_INSTRUCTIONS:_
a) Copy the stretch of the Bernat Racz alumnus profile from "Originally from Hungary, alumnus" through "about art history." word for word.
b) According to the Bernat Racz alumnus profile, at which university is he currently pursuing a PhD?
c) Go on with the Bernat Racz alumnus profile from the point where the text stops.
--- EXCERPT PROVIDED Enclosed Below ---
Rare Skills: MA Alumnus Bernat Racz

Originally from Hungary, alumnus Bernat Racz graduated from JCU in 2021 with an MA in Art History. He then went on to earn another MA from the Central European University, where he is currently pursuing a PhD in Late Antique, Medieval, and Early Modern Studies. His book The 12th-Century Mosan Reliquary of Pétermonostora is forthcoming from Archaeopress Oxford; Archaeolingua.

How did you become passionate about Art History?
I have always been interested in the arts, but I also had an interest in the history of literature and archaeology. As a long-time participant (and founding member) of community archaeology in Hungary, I have discovered many prehistoric, ancient, and medieval artworks and jewelry. My fascination for history and particularly these objects, in addition to my interest in museums, made me passionate about art history.
--- End of Enclosed EXCERPT PROVIDED ---
--- DATA SEGMENT Enclosed Below ---
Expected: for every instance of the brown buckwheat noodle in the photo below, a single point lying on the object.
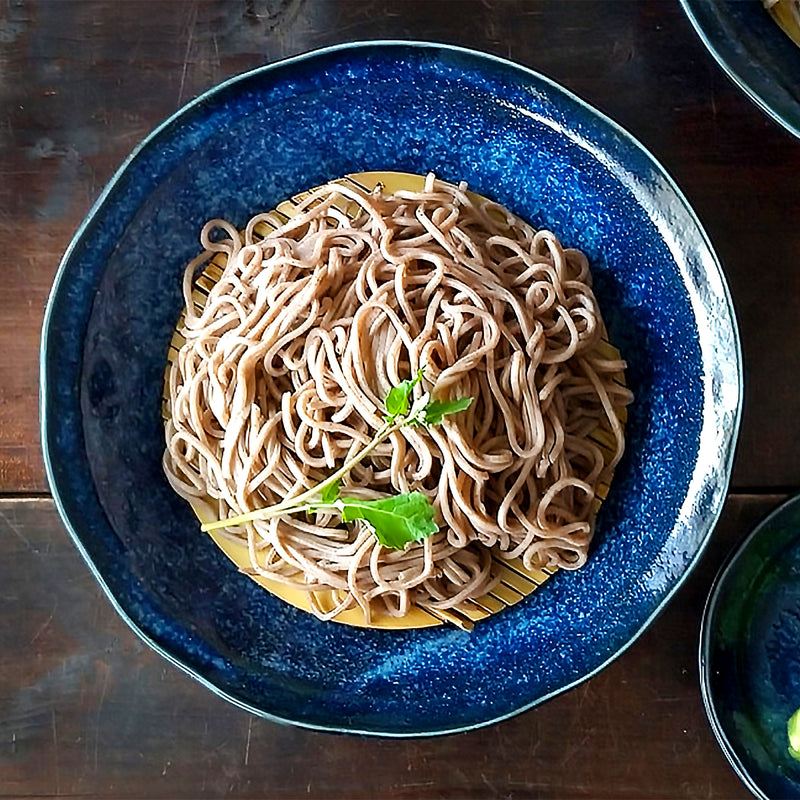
--- End of Enclosed DATA SEGMENT ---
_RESPONSES TO THE TASKS:_
a)
Originally from Hungary, alumnus Bernat Racz graduated from JCU in 2021 with an MA in Art History. He then went on to earn another MA from the Central European University, where he is currently pursuing a PhD in Late Antique, Medieval, and Early Modern Studies. His book The 12th-Century Mosan Reliquary of Pétermonostora is forthcoming from Archaeopress Oxford; Archaeolingua.

How did you become passionate about Art History?
I have always been interested in the arts, but I also had an interest in the history of literature and archaeology. As a long-time participant (and founding member) of community archaeology in Hungary, I have discovered many prehistoric, ancient, and medieval artworks and jewelry. My fascination for history and particularly these objects, in addition to my interest in museums, made me passionate about art history.

b) The Central European University.

c)
Bernat Racz
Bernat Racz

You’re currently pursuing a PhD in Late Antique, Medieval, and Early Modern Studies. Tell us about your work and research.
I am researching two of the largest northwestern European enamels. These were made in the Meuse Valley and were discovered during the excavations of a medieval monastery in Hungary which was destroyed by the Mongols in 1241. When I started my research almost nothing was known about these enamel plaques. It turned out that they were made by one of the best goldsmiths of 12th-century Latin Europe. I am the curator of these artworks, which are kept in the Museum of Kecskemét (Hungary), and in addition to my research, I oversee the restoration of these plaques and the other fragments of the reliquary the plaques belonged to. Currently, I am working with the museum director Szabolcs Rosta on a permanent exhibition, which contains the remains of the liturgical equipment of this monastic church. Apart from this artwork, in my PhD research, I also examine a few other similar so-called Mosan phylactery reliquaries and their iconography with a special focus on the function of their narrative arrangement.

In 2023 you were one of the recipients of the Tanasa Award at the Central European University, which you received for your thesis The Reliquary of Pétermonostora: A Twelfth-Century Mosan Phylactery Discovered in Hungary, and the prestigious András Kubinyi Youth Award. Tell us about it.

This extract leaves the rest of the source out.